## Extract to read

+ + + +

Things I’ve had to do or cope with in the last week that are a little crazy-making:
1. A father-in-law ends up in the hospital and every piece of news is a little worse than the piece we’d heard before.
2. Juggling three kids in soccer means trying to get them to 2-4 games/practices each per week. With only one car.
2. A daughter gets injured on the soccer field and has to get checked out at the sports injury clinic.
3. The sports injury clinic takes way too long, so I have to rush out of a management team meeting to relieve Marcel on parenting duty. Daughter ends up in a leg brace.
4. A six a.m. flight means that I have to climb into a cab at 4:30 in the morning. Yawn.
5. A poor choice in bed and breakfasts in Toronto means that I have to lie awake listening to the owners in a lovers’ quarrel on either sides of a locked door for about an hour, when I’ve already been awake since 3:30 a.m.
6. The flight home the next day means that I climb out of the cab back at home at 12:00 a.m., after spending 11 hours at a film shoot. Plus the cab driver was rude and I was grouchy.
7. A major film shoot, that’s a bigger investment than any project I’ve managed since I started in this job, is resting on my shoulders and I have to make all of the decisions and be prepared to justify them to staff and board.
8. The house is a mess because of all the juggling of soccer schedules and hospital visits and travel and we have an exchange student showing up in less than a week.
Not that I’m complaining – I have a good life all-in-all. But sometimes I reflect on what Linda Duxbury calls the “sandwich generation” (those people in the middle years of their lives who are coping with both ailing parents and dependent children) and I get a little stressed about coping with it all.
Remember back in junior high English classes when you had to write a “so much depends upon…” poem like The Red Wheelbarrow? Well, my whole life feels like a “so much depends upon” poem.
So much depends upon… the stressed out soccer mom who’s also a manager who has to travel for her work in a non-profit organization.

+ + + +

## Dataset content
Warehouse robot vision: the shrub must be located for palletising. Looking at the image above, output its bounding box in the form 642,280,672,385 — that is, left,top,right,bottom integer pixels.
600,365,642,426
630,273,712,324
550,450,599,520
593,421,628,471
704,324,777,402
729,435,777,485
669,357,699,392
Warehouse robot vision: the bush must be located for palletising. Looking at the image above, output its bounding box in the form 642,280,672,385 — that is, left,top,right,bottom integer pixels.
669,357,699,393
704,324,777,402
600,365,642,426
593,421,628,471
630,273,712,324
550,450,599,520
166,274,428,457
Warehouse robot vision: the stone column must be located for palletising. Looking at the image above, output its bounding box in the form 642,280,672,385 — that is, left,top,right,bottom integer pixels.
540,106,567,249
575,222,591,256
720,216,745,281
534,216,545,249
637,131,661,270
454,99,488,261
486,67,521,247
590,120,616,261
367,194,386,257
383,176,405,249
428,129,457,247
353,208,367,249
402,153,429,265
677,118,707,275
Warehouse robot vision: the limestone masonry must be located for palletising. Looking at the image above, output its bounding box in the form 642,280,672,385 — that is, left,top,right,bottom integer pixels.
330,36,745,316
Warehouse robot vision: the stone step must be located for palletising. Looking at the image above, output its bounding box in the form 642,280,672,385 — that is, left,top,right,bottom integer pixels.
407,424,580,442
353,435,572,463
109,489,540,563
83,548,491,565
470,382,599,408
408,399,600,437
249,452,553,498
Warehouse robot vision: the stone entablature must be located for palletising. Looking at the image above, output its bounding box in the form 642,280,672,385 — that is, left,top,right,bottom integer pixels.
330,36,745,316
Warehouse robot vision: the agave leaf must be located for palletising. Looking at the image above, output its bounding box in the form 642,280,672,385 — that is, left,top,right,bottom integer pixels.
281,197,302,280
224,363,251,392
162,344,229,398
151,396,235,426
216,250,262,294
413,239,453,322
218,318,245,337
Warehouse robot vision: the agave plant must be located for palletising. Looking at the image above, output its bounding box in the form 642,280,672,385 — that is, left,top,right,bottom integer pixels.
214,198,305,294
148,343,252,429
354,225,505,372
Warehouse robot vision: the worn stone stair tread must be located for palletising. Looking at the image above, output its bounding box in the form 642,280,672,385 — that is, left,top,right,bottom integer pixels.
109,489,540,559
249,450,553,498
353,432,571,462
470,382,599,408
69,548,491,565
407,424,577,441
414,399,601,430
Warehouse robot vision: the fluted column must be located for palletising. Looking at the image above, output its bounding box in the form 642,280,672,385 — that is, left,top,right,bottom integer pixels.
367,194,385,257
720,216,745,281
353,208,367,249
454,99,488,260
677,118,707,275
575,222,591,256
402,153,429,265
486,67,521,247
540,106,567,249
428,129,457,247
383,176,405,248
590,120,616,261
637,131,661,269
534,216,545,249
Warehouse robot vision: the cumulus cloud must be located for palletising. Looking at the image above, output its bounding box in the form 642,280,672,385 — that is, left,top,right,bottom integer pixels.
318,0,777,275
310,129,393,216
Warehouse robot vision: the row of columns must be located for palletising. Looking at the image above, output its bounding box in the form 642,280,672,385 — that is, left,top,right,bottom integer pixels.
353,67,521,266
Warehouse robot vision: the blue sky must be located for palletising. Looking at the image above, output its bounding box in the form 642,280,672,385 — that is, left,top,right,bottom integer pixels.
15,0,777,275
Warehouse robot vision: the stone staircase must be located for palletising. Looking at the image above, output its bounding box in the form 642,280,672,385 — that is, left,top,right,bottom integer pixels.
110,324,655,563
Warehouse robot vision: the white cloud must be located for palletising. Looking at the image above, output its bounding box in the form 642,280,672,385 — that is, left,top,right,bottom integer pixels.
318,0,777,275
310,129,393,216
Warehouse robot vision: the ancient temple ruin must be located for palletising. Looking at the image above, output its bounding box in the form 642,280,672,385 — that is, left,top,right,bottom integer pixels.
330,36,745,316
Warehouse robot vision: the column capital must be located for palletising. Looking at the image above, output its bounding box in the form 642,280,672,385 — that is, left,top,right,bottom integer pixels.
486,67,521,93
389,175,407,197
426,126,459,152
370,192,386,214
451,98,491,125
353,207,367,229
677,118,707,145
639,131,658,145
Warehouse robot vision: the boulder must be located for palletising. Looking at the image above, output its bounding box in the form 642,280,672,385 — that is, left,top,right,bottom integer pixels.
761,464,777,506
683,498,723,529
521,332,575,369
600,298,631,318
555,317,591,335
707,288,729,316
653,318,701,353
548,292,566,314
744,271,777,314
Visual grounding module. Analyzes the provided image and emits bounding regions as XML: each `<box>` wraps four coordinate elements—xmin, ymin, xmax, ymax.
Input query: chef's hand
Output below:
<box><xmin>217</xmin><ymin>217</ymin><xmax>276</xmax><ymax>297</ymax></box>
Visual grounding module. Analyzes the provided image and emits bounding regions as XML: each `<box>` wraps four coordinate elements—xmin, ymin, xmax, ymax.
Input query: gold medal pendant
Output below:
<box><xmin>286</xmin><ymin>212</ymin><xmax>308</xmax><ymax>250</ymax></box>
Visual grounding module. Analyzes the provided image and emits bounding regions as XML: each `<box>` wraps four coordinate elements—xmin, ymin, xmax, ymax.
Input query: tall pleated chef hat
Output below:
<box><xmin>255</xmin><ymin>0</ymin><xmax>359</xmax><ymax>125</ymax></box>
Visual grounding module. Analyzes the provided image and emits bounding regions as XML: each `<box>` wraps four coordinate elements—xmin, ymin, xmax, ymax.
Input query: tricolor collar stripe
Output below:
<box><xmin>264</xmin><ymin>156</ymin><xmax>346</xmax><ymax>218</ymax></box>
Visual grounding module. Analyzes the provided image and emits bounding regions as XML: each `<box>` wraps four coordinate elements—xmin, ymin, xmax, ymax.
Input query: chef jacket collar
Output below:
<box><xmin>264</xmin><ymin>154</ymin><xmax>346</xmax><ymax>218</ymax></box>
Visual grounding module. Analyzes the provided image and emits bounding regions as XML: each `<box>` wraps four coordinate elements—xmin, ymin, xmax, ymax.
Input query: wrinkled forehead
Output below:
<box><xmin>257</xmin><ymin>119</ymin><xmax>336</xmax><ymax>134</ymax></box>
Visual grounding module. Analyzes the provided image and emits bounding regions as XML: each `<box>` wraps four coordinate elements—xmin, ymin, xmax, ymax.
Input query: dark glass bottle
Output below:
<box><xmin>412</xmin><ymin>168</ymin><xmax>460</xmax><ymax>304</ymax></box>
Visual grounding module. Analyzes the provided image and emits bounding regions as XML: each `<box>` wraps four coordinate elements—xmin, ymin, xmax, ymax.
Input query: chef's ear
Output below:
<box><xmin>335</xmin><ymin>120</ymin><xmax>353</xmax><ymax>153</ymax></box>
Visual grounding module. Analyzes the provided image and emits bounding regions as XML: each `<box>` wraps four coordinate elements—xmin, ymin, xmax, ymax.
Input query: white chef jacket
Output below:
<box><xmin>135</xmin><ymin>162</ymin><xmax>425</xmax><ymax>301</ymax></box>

+ + + +

## Problem set
• a. In the hectic-week text, what time did the writer have to get into a cab to catch the six a.m. flight?
• b. From the hectic-week text, copy out word for word the part that opens with the words containing "3. The sports" and closes with "a leg brace.".

## Exercise solutions
• a. At 4:30 in the morning.

• b.
3. The sports injury clinic takes way too long, so I have to rush out of a management team meeting to relieve Marcel on parenting duty. Daughter ends up in a leg brace.